# [Task item]
Each entry shown below is to be reproduced exactly.

─── Input data ───

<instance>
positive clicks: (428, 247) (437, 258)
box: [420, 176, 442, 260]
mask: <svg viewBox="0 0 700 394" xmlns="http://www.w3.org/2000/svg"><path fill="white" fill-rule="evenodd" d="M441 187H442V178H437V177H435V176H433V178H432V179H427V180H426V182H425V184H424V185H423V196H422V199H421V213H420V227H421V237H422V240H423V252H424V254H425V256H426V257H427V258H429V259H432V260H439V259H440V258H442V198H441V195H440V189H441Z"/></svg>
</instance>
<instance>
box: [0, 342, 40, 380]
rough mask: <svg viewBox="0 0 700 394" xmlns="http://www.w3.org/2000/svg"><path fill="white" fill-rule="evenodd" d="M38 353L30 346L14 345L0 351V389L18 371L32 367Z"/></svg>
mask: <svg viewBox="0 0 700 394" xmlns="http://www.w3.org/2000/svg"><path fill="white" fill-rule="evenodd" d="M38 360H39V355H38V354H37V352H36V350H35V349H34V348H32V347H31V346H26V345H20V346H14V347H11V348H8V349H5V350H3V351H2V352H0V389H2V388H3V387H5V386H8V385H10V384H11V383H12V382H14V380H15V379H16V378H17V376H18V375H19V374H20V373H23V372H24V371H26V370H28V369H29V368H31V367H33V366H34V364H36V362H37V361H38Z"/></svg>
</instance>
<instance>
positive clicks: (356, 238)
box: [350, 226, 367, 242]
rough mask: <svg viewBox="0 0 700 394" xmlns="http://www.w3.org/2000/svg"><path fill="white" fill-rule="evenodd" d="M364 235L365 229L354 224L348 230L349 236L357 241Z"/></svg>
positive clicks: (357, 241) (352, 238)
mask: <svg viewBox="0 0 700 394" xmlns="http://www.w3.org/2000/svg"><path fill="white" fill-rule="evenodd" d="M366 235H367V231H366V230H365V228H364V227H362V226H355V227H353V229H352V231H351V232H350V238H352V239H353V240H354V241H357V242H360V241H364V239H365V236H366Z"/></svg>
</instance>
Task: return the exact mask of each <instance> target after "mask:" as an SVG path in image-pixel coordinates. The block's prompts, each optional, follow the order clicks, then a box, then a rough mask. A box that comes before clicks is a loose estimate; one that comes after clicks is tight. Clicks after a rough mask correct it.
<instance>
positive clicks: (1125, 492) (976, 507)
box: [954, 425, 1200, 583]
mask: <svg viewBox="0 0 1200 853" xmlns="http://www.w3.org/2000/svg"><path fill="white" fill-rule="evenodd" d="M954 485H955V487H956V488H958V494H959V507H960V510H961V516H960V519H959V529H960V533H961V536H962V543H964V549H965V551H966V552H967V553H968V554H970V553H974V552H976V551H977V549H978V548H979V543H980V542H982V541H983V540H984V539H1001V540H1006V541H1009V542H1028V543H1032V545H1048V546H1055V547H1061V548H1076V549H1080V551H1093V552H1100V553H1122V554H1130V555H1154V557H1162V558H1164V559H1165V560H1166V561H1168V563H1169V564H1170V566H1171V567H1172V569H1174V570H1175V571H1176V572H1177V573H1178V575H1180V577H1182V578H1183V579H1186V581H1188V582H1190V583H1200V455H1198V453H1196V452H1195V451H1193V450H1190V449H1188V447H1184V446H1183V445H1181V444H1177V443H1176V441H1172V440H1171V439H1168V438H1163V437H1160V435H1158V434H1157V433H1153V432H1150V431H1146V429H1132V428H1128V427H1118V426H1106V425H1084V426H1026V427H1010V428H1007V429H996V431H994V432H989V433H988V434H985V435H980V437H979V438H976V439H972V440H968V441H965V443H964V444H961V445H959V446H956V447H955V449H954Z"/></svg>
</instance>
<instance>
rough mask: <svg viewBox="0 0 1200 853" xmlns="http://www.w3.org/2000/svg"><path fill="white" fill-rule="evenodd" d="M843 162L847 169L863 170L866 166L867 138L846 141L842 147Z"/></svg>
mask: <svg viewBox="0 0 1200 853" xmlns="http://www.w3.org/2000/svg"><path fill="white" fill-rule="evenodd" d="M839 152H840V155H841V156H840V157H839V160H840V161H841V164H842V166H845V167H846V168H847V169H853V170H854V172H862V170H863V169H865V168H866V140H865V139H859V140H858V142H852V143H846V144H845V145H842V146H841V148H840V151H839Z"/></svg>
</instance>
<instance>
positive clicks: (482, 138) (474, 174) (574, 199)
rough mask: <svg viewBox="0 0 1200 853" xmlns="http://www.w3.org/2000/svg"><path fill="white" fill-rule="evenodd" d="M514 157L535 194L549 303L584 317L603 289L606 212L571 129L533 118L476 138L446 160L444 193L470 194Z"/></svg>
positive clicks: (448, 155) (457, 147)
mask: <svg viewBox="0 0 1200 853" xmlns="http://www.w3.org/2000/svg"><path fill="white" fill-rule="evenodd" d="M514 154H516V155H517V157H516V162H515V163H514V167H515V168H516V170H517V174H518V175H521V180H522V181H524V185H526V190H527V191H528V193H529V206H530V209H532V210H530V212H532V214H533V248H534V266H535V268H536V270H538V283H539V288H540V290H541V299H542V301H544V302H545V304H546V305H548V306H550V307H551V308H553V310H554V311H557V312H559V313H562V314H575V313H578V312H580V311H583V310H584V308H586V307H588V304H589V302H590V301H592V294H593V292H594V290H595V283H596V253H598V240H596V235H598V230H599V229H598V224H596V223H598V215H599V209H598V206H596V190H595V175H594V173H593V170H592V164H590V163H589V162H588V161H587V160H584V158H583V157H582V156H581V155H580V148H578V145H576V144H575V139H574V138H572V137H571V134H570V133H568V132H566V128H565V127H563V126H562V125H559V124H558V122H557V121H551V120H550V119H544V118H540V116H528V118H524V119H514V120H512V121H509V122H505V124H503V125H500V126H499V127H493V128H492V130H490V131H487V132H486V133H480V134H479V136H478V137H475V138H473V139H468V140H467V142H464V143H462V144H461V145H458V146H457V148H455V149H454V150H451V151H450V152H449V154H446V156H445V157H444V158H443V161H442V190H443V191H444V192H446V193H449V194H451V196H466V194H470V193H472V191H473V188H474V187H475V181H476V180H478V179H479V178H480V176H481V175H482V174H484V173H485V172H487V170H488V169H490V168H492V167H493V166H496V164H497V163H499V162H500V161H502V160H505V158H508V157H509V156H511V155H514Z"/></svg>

───

# [Result of this task]
<instance>
positive clicks: (428, 247) (437, 258)
box: [420, 176, 442, 260]
mask: <svg viewBox="0 0 700 394" xmlns="http://www.w3.org/2000/svg"><path fill="white" fill-rule="evenodd" d="M441 187H442V178H437V177H435V176H433V178H432V179H427V180H426V182H425V184H424V185H423V196H422V199H421V213H420V227H421V237H422V240H423V252H424V254H425V256H426V257H427V258H429V259H432V260H439V259H440V258H442V198H441V195H440V189H441Z"/></svg>
</instance>
<instance>
box: [0, 342, 40, 380]
rough mask: <svg viewBox="0 0 700 394" xmlns="http://www.w3.org/2000/svg"><path fill="white" fill-rule="evenodd" d="M38 353L30 346L14 345L0 351V389L18 371L32 367Z"/></svg>
mask: <svg viewBox="0 0 700 394" xmlns="http://www.w3.org/2000/svg"><path fill="white" fill-rule="evenodd" d="M38 360H39V355H38V354H37V352H36V350H35V349H34V348H32V347H31V346H26V345H20V346H14V347H11V348H8V349H5V350H3V351H2V352H0V389H2V388H3V387H5V386H8V385H10V384H11V383H12V382H14V380H15V379H16V378H17V376H18V375H19V374H20V373H23V372H24V371H26V370H28V369H29V368H31V367H33V366H34V364H36V362H37V361H38Z"/></svg>
</instance>
<instance>
positive clicks: (356, 238)
box: [350, 226, 367, 242]
rough mask: <svg viewBox="0 0 700 394" xmlns="http://www.w3.org/2000/svg"><path fill="white" fill-rule="evenodd" d="M364 235L365 229L354 224L348 230L349 236L357 241Z"/></svg>
positive clicks: (357, 241) (352, 238)
mask: <svg viewBox="0 0 700 394" xmlns="http://www.w3.org/2000/svg"><path fill="white" fill-rule="evenodd" d="M366 235H367V231H366V230H365V228H364V227H362V226H355V227H353V229H352V231H351V232H350V238H352V239H353V240H354V241H357V242H360V241H364V239H365V236H366Z"/></svg>
</instance>
Task: return the exact mask of each <instance> target after "mask:" as an SVG path in image-pixel coordinates. The block's prompts, each optional, follow the order clicks, then a box, then a rough mask. A box that comes before clicks is a loose estimate; one that comes after clicks is tight. Clicks after a rough mask correct it.
<instance>
positive clicks: (1125, 492) (976, 507)
box: [954, 425, 1200, 583]
mask: <svg viewBox="0 0 1200 853" xmlns="http://www.w3.org/2000/svg"><path fill="white" fill-rule="evenodd" d="M954 485H955V487H956V488H958V494H959V507H960V510H961V516H960V519H959V529H960V533H961V536H962V543H964V549H965V551H966V552H967V553H968V554H970V553H974V552H976V551H977V549H978V548H979V543H980V542H982V541H983V540H984V539H1001V540H1006V541H1009V542H1028V543H1032V545H1048V546H1055V547H1061V548H1076V549H1080V551H1093V552H1100V553H1122V554H1130V555H1154V557H1162V558H1164V559H1165V560H1166V561H1168V563H1169V564H1170V566H1171V567H1172V569H1174V570H1175V571H1176V572H1177V573H1178V575H1180V577H1182V578H1183V579H1186V581H1188V582H1190V583H1200V455H1198V453H1196V452H1195V451H1193V450H1190V449H1188V447H1184V446H1183V445H1181V444H1177V443H1176V441H1172V440H1171V439H1168V438H1163V437H1160V435H1158V434H1157V433H1153V432H1150V431H1146V429H1132V428H1128V427H1118V426H1106V425H1084V426H1026V427H1010V428H1007V429H996V431H994V432H989V433H988V434H985V435H980V437H979V438H976V439H972V440H968V441H965V443H964V444H961V445H959V446H956V447H955V449H954Z"/></svg>
</instance>
<instance>
rough mask: <svg viewBox="0 0 1200 853" xmlns="http://www.w3.org/2000/svg"><path fill="white" fill-rule="evenodd" d="M843 162L847 169L863 170L866 166L867 138L846 141L842 147Z"/></svg>
mask: <svg viewBox="0 0 1200 853" xmlns="http://www.w3.org/2000/svg"><path fill="white" fill-rule="evenodd" d="M839 152H840V155H841V156H840V157H839V160H840V161H841V164H842V166H845V167H846V168H847V169H853V170H854V172H862V170H863V169H865V168H866V140H865V139H859V140H858V142H852V143H846V144H845V145H842V146H841V148H840V151H839Z"/></svg>
</instance>
<instance>
positive clicks: (482, 138) (474, 174) (574, 199)
rough mask: <svg viewBox="0 0 1200 853" xmlns="http://www.w3.org/2000/svg"><path fill="white" fill-rule="evenodd" d="M514 157L535 194L549 303L584 317L603 289L606 212L571 129L533 118L476 138L446 160L444 193L470 194Z"/></svg>
positive clicks: (448, 155) (457, 147)
mask: <svg viewBox="0 0 1200 853" xmlns="http://www.w3.org/2000/svg"><path fill="white" fill-rule="evenodd" d="M514 154H516V155H517V157H516V162H515V163H514V167H515V168H516V170H517V174H518V175H521V180H522V181H524V185H526V190H527V191H528V193H529V206H530V209H532V210H530V212H532V214H533V248H534V266H535V268H536V270H538V283H539V288H540V290H541V299H542V301H544V302H545V304H546V305H548V306H550V307H551V308H553V310H554V311H557V312H559V313H562V314H575V313H578V312H580V311H583V310H584V308H586V307H588V304H589V302H590V301H592V294H593V292H594V290H595V283H596V253H598V240H596V235H598V230H599V229H598V224H596V223H598V215H599V209H598V206H596V190H595V175H594V173H593V170H592V164H590V163H589V162H588V161H587V160H584V158H583V157H582V156H581V155H580V148H578V145H576V144H575V139H574V138H572V137H571V134H570V133H568V132H566V128H565V127H563V126H562V125H559V124H558V122H557V121H551V120H550V119H544V118H540V116H528V118H524V119H514V120H512V121H509V122H505V124H503V125H500V126H499V127H493V128H492V130H490V131H487V132H486V133H480V134H479V136H478V137H475V138H473V139H468V140H467V142H464V143H462V144H461V145H458V146H457V148H455V149H454V150H451V151H450V152H449V154H446V156H445V157H444V158H443V161H442V190H443V191H444V192H446V193H449V194H451V196H466V194H470V193H472V191H473V188H474V187H475V181H476V180H478V179H479V178H480V176H481V175H482V174H484V173H485V172H487V170H488V169H490V168H492V167H493V166H496V164H497V163H499V162H500V161H502V160H505V158H508V157H509V156H511V155H514Z"/></svg>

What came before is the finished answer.